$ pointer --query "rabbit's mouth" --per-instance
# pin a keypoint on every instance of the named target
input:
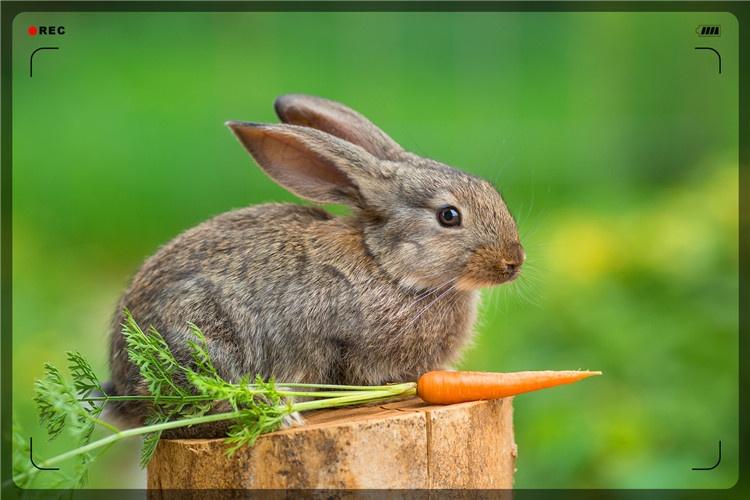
(487, 268)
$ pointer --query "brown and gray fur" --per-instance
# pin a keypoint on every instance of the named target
(381, 295)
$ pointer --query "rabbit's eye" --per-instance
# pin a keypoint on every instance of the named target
(449, 216)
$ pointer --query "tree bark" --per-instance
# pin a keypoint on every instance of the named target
(406, 444)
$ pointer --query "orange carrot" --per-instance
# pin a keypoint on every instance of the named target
(446, 387)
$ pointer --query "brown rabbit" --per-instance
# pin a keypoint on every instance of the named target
(381, 295)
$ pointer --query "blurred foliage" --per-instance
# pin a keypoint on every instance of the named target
(613, 140)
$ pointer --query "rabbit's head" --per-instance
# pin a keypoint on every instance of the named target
(425, 223)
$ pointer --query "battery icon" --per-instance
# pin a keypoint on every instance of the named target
(708, 30)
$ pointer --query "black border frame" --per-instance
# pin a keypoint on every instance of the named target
(8, 11)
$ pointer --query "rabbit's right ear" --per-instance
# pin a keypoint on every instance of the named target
(308, 162)
(338, 120)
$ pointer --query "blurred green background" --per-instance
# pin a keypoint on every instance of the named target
(614, 141)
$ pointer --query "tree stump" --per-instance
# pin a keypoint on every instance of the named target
(407, 444)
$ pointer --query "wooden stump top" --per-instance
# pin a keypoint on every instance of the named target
(405, 444)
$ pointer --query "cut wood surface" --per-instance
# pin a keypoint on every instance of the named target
(405, 444)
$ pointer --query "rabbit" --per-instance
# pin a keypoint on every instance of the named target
(381, 295)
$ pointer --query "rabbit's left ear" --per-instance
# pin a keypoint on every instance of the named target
(338, 120)
(310, 163)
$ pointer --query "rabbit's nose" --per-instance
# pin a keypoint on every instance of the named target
(511, 263)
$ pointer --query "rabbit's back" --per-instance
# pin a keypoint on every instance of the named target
(235, 276)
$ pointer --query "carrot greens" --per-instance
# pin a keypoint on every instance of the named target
(179, 396)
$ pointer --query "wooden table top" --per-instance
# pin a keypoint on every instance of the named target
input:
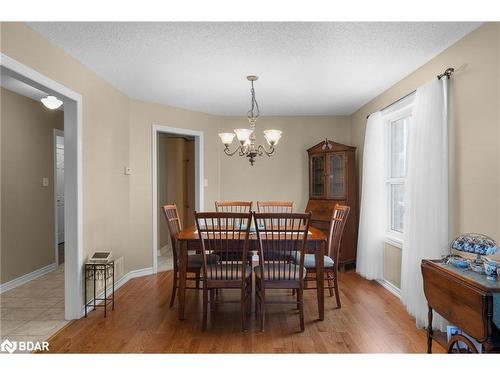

####

▸ EXERCISE PROMPT:
Look through the data above for the word "stump". Report each line where it occurs.

▸ RESPONSE BELOW:
$ pointer --query "tree stump" --per-instance
$ pointer --query "wooden stump top" --per-instance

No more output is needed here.